TASK INSTRUCTIONS: Please convert every line of the records below into a JSON list of strings, one string per line, leaving out blank lines and the pictures.

A run of records
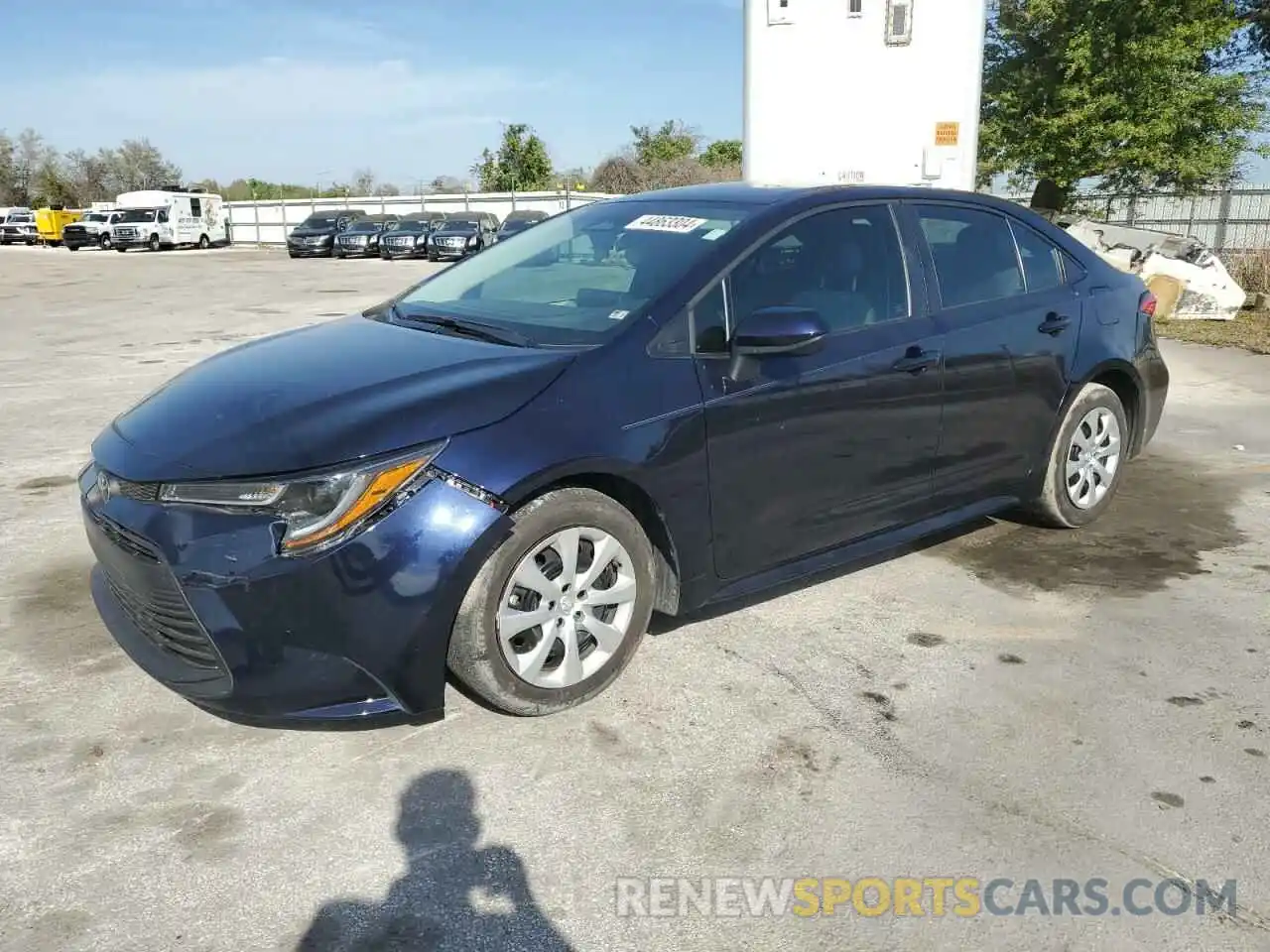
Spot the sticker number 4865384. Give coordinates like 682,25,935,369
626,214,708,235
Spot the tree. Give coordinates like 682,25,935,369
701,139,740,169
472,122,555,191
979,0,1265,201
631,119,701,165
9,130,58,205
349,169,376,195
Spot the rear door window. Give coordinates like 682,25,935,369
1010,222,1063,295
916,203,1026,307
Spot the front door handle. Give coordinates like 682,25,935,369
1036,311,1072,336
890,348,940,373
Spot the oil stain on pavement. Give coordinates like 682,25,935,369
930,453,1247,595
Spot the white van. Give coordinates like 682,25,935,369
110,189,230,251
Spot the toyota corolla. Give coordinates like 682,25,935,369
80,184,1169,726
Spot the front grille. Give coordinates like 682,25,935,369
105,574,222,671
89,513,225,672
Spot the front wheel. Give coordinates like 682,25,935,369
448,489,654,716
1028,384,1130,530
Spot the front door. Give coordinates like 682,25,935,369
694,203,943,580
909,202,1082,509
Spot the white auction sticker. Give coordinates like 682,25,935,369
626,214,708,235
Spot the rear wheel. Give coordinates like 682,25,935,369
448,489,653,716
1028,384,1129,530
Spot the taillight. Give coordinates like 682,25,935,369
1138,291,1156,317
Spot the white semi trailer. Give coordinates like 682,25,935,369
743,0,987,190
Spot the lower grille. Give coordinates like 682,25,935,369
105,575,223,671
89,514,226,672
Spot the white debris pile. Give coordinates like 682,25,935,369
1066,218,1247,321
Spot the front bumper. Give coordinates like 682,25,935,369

CORRECT ANSWER:
[
  "Spot the sticker number 4865384. Give coordinates like 682,25,935,369",
  "626,214,708,235",
  "Spot the tree. Give coordinates like 682,25,935,369",
  "701,139,740,169",
  "472,122,555,191",
  "979,0,1265,201",
  "631,119,701,165",
  "9,130,58,205",
  "349,169,376,195",
  "Spot the rear door window. Give coordinates like 682,25,935,369",
  "1010,222,1063,295",
  "916,203,1026,307",
  "Spot the front door handle. Give coordinates like 682,25,935,369",
  "1036,311,1072,336",
  "890,348,940,373",
  "Spot the oil stain on pavement. Give coordinates like 682,25,935,369",
  "930,453,1247,595",
  "Spot the white van. Give coordinates like 682,25,935,369",
  "110,189,230,251",
  "Spot the toyota corolla. Give coordinates like 682,25,935,369",
  "80,184,1169,726",
  "Spot the front grille. Give coordinates like 682,25,935,369",
  "105,574,222,671",
  "89,513,225,672",
  "Spot the front wheel. Give coordinates like 682,25,935,369",
  "448,489,654,716",
  "1028,384,1130,530",
  "Spot the front door. Give coordinates like 682,25,935,369",
  "694,203,943,580",
  "909,202,1082,509",
  "Spot the white auction sticker. Give coordinates like 682,25,935,369",
  "626,214,708,235",
  "Spot the rear wheel. Give coordinates like 682,25,935,369",
  "448,489,653,716",
  "1028,384,1129,530",
  "Spot the taillight. Give coordinates like 682,25,935,369",
  "1138,291,1156,317",
  "Spot the white semi trailer. Give coordinates like 682,25,935,369",
  "743,0,987,190",
  "Spot the lower grille. Give coordinates like 682,25,935,369",
  "105,575,223,671",
  "89,514,226,672",
  "Spot the white debris pile. Give coordinates like 682,25,935,369",
  "1066,218,1247,321",
  "Spot the front bumper. Give coordinates like 682,25,935,369"
]